* _About this exercise_: Search the data for the word "head". Reproduce every line where it is found.

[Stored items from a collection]
——————————
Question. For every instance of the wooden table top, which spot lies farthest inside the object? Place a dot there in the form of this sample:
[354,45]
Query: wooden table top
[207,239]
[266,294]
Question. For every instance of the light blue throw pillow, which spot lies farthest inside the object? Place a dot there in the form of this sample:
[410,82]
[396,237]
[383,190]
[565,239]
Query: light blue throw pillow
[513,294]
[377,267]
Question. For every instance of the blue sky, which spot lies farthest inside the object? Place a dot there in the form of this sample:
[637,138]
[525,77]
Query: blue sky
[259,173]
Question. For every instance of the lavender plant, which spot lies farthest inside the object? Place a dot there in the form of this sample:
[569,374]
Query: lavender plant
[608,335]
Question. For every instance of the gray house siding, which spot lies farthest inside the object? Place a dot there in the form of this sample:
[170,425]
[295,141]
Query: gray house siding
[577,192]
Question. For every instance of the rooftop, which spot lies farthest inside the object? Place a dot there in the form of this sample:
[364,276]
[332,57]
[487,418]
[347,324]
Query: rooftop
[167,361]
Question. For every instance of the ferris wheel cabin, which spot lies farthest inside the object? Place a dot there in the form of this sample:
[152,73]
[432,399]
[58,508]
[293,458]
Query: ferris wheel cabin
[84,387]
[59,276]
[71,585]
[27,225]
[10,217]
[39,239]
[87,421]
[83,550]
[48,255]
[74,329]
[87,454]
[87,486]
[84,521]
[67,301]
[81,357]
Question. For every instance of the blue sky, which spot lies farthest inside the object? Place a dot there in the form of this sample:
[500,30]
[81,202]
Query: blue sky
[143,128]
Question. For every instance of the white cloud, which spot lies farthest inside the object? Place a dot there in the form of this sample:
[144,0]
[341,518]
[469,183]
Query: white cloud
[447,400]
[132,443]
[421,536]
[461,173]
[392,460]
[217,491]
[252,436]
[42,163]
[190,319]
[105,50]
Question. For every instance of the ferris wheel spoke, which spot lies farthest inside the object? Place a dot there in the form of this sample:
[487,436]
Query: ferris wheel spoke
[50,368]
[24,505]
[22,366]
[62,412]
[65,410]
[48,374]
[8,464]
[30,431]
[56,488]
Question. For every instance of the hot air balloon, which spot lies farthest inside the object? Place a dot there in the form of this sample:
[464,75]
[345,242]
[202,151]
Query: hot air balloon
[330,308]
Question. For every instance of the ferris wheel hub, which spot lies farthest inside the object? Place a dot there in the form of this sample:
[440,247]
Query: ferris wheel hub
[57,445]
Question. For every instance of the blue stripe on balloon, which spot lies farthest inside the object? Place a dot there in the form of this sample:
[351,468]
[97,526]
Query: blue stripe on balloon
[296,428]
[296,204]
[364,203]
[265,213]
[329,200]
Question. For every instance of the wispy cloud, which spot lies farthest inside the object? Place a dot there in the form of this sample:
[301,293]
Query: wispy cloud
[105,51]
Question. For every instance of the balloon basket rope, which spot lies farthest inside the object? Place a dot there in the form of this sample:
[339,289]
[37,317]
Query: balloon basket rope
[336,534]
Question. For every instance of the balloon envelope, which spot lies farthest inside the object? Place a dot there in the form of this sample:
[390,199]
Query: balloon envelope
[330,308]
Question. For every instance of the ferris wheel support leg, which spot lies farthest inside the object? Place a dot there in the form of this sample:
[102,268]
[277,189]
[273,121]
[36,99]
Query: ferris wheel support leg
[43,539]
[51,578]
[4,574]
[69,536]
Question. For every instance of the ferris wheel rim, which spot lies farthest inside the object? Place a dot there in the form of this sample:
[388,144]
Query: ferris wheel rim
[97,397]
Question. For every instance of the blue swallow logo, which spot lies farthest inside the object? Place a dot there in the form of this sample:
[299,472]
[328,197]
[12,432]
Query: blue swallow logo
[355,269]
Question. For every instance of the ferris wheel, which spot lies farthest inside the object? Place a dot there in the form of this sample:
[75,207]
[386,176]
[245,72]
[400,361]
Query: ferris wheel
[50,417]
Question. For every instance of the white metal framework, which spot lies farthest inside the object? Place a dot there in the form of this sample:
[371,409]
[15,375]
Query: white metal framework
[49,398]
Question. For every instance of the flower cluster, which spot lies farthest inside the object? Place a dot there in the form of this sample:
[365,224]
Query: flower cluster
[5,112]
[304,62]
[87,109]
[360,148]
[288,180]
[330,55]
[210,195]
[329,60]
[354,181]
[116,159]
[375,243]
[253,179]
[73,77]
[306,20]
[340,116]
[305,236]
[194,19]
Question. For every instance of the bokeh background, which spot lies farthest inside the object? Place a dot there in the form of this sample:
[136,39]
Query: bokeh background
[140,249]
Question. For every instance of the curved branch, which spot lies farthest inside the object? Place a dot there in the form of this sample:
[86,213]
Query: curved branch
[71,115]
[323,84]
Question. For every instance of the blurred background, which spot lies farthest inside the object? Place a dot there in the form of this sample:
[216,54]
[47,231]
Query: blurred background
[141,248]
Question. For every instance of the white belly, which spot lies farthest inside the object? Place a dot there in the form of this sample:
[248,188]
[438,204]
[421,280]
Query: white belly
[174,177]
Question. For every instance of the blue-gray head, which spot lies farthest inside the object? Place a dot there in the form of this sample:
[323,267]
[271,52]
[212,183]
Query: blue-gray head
——————————
* _Written answer_:
Question. For every instance of the blue-gray head, which spot lies farthest inside the object? Place a dot there in the form of this sample:
Query: blue-gray head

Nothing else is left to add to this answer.